Direction ->
Count the lines in the entries below that contain the string "lips", treating uppercase and lowercase letters as different. Give only the number.

Listing ->
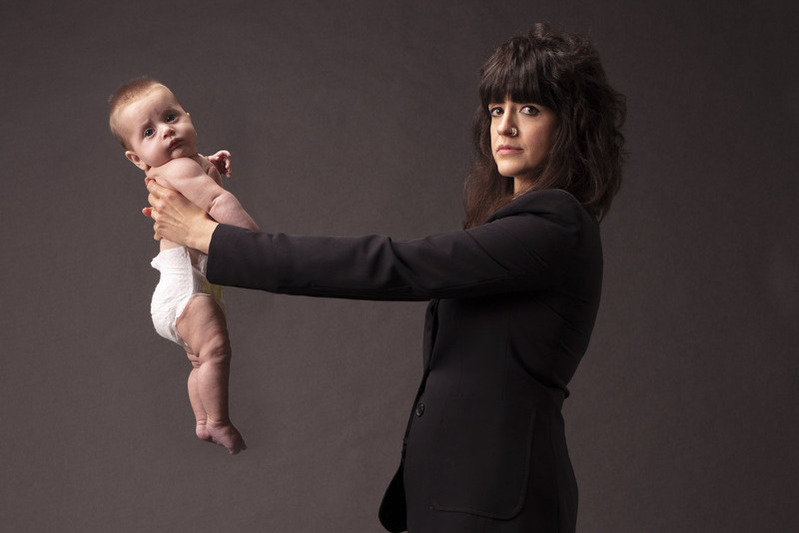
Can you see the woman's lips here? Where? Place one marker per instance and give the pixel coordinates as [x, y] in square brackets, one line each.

==

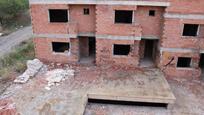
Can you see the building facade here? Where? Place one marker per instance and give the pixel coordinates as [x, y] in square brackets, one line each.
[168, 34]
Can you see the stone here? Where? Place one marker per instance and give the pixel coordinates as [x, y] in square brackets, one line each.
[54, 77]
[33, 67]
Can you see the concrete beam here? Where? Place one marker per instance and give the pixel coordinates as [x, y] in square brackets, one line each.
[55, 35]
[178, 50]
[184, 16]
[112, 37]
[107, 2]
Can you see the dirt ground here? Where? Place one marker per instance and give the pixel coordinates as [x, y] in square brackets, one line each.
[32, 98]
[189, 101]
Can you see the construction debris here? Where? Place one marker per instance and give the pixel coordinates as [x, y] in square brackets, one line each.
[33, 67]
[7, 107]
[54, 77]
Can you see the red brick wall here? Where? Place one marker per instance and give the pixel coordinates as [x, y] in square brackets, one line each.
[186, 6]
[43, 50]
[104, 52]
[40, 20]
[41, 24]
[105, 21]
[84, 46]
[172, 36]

Task response ->
1